## EXERCISE REQUIREMENTS
Rewrite the part of the material below that opens with the line containing "Annotation task — tag the hand" and closes with the line containing "[(146, 212), (99, 272)]", requests included. Shift every coordinate in the answers by adding 39 to each number.

## MATERIAL PROVIDED
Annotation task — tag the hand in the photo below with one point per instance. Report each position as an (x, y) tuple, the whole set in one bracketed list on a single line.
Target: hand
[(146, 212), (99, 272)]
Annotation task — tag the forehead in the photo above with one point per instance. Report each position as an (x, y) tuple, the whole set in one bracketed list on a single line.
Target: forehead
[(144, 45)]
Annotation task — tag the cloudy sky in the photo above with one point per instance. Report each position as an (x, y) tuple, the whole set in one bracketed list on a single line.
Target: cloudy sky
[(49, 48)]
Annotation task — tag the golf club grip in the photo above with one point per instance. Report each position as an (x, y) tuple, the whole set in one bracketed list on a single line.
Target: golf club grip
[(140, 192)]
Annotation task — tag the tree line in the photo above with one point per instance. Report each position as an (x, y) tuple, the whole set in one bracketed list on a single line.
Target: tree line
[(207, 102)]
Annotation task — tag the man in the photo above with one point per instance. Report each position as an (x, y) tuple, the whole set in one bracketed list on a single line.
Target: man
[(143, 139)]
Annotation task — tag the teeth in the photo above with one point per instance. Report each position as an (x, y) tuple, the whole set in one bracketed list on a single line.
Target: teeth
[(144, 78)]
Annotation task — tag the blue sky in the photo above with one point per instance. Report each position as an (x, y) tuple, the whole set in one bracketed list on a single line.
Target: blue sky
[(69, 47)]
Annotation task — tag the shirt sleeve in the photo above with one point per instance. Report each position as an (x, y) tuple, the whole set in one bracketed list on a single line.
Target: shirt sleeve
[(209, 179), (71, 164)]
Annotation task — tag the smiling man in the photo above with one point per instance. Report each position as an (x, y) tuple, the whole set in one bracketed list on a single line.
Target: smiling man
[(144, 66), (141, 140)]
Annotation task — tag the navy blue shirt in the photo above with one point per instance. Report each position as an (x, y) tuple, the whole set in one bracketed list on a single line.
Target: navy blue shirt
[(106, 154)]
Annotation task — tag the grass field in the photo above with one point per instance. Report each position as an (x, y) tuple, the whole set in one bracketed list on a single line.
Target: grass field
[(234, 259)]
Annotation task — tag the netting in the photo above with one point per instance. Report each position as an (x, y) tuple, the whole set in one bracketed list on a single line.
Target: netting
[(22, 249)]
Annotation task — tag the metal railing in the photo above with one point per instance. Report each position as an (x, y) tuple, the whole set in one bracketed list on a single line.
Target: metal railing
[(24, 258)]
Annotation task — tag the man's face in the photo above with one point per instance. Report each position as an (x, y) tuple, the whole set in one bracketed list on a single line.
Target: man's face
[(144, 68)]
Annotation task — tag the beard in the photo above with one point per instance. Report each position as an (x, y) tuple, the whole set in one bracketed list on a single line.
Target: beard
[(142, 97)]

* * *

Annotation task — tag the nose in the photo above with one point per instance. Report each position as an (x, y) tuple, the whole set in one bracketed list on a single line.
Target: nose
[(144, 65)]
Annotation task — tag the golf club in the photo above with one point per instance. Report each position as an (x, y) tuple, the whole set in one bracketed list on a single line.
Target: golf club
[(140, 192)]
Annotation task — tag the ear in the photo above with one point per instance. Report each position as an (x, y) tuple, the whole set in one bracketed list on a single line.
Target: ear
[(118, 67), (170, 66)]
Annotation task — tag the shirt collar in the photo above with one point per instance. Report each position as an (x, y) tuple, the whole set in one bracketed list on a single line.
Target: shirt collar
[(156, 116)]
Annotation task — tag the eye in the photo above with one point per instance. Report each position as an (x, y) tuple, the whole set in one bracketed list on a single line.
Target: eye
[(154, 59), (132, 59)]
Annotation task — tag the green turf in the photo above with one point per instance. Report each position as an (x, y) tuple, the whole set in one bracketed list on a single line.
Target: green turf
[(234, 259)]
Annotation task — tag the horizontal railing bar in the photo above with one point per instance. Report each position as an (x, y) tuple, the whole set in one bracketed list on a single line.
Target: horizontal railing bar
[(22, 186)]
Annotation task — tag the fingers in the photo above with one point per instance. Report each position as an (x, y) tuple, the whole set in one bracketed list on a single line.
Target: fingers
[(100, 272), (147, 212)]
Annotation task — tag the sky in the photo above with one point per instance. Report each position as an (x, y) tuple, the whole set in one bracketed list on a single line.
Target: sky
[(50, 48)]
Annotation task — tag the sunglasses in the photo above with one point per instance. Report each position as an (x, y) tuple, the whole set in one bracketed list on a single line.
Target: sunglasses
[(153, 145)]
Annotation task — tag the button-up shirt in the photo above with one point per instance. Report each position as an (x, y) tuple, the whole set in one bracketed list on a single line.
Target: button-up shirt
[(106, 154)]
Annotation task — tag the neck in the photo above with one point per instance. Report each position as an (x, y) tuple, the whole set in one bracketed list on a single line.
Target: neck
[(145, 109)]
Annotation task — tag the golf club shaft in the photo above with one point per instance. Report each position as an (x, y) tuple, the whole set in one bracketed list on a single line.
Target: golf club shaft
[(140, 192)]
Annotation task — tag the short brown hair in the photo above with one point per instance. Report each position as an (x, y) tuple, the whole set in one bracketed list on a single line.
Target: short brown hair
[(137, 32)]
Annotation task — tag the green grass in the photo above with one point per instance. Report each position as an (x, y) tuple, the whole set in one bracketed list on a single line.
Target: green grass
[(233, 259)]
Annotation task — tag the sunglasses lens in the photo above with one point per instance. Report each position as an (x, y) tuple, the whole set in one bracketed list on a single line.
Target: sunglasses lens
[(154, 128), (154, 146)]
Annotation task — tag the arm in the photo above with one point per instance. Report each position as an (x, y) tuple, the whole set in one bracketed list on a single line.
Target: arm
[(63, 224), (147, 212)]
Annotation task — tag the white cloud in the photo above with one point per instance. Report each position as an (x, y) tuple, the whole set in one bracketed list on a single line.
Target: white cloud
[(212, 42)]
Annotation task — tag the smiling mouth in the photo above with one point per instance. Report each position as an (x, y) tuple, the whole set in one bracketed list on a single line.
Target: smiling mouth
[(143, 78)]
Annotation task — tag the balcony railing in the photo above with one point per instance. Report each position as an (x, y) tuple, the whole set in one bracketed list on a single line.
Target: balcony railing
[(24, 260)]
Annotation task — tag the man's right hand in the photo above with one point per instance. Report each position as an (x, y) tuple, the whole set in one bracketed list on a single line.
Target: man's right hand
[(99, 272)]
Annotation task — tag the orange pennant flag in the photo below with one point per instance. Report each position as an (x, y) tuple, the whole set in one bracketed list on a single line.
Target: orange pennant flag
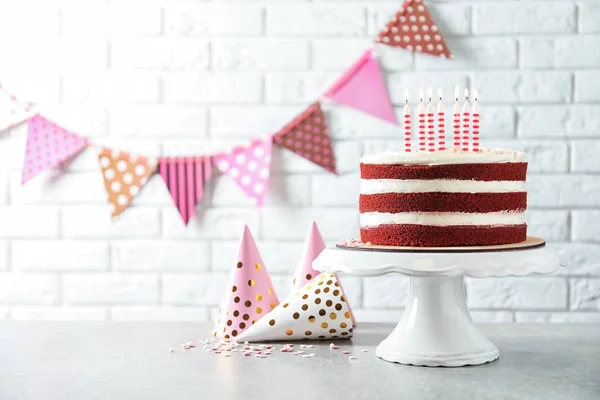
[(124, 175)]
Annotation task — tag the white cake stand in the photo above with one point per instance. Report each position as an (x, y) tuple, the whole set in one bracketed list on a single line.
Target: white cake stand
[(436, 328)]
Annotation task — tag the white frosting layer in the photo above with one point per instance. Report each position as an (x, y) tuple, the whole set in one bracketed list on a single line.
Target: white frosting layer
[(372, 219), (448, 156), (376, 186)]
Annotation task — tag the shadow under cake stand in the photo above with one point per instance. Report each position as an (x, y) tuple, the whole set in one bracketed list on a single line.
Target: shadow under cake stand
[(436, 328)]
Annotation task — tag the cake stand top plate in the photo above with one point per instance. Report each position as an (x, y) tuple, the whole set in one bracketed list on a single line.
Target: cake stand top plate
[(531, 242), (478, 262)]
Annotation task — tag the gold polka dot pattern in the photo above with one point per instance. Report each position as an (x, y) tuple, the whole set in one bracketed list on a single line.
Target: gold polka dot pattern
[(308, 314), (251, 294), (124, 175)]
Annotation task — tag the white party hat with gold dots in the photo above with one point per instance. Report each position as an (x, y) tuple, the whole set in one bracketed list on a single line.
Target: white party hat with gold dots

==

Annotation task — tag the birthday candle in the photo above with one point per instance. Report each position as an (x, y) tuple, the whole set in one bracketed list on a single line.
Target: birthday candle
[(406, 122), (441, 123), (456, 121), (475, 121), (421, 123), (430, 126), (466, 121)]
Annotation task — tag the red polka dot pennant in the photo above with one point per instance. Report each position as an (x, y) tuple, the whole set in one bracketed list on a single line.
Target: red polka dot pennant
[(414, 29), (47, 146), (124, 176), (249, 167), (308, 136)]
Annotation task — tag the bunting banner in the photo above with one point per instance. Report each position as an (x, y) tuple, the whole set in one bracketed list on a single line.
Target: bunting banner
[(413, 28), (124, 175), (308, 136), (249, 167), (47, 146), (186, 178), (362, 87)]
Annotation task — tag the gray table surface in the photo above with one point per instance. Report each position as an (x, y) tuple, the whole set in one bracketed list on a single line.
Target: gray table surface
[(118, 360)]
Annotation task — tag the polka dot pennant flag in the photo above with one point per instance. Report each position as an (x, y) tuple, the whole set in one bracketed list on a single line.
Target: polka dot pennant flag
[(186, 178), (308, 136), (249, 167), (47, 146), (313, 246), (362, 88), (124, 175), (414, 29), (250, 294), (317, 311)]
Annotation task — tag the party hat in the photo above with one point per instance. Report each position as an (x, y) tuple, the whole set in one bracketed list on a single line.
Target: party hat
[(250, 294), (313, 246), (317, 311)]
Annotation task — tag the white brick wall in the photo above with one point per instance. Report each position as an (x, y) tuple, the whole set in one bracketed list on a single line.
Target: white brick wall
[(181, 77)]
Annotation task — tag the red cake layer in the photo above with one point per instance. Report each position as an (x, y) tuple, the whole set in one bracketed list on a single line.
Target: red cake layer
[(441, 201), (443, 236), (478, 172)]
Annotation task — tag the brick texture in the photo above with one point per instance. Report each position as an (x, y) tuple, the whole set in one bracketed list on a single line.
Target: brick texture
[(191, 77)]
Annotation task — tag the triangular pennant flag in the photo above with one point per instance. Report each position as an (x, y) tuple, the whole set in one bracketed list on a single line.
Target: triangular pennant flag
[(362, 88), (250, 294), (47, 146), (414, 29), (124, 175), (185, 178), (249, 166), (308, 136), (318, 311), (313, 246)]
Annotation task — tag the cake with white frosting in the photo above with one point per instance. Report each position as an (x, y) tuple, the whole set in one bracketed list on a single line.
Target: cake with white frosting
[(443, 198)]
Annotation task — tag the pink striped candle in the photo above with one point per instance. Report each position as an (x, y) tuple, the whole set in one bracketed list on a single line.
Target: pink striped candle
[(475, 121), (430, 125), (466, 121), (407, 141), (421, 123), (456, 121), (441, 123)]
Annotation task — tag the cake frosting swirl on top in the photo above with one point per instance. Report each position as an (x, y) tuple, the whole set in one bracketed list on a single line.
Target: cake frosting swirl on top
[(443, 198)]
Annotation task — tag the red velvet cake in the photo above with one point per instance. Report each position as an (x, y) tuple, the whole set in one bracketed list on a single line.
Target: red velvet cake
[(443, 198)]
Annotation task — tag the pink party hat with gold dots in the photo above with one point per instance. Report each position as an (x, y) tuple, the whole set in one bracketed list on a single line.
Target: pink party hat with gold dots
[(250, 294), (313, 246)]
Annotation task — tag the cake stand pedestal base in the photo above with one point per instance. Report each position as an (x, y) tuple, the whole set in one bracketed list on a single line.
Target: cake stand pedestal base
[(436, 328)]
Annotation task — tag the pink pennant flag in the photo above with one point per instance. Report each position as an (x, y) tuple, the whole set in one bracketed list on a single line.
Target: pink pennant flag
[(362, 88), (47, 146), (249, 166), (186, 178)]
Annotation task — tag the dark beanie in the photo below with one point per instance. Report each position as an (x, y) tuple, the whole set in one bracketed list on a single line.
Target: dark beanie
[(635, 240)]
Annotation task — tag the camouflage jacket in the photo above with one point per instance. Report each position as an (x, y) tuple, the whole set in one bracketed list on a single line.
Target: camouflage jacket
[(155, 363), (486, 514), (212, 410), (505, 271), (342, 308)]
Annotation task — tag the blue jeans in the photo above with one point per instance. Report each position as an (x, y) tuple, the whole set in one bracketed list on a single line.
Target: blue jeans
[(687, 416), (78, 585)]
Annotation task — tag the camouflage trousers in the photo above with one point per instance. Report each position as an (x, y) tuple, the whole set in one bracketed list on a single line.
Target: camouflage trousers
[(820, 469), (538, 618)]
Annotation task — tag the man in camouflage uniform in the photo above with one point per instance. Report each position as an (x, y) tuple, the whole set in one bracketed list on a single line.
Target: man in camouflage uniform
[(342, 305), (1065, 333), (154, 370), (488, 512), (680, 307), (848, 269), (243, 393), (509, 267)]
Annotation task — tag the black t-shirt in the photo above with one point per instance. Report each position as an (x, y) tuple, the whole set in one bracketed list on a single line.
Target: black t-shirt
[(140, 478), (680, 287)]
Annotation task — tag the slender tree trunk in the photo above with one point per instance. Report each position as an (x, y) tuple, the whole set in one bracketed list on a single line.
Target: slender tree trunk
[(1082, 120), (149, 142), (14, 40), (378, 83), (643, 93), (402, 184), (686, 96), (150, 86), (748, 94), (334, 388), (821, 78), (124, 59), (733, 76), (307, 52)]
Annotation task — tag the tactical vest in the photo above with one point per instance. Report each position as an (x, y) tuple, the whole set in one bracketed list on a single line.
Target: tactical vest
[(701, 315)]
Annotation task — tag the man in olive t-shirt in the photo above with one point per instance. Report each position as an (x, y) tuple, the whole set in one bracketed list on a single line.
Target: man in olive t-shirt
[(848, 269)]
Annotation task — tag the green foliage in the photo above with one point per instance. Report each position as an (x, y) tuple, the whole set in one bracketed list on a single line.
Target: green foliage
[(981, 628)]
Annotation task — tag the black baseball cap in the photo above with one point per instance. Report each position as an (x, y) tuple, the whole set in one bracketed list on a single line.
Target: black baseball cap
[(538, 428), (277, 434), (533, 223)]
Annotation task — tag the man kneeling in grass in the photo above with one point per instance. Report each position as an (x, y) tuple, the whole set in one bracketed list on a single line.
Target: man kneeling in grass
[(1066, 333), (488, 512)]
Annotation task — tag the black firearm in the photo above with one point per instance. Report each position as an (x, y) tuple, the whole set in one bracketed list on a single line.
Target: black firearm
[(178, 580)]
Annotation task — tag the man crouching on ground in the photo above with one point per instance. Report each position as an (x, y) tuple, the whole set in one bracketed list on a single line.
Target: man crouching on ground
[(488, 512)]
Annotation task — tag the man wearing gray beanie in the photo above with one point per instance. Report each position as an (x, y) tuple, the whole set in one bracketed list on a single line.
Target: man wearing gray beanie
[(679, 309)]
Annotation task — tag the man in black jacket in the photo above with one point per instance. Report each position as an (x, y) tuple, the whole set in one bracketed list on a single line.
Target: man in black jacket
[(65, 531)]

## EXERCISE SOLUTION
Annotation task — tag the hand in the photo below with one point per instance. Report each position as an (x, y) tuple, the whole set in one bracketed list on a single line.
Target: hand
[(185, 251), (138, 311)]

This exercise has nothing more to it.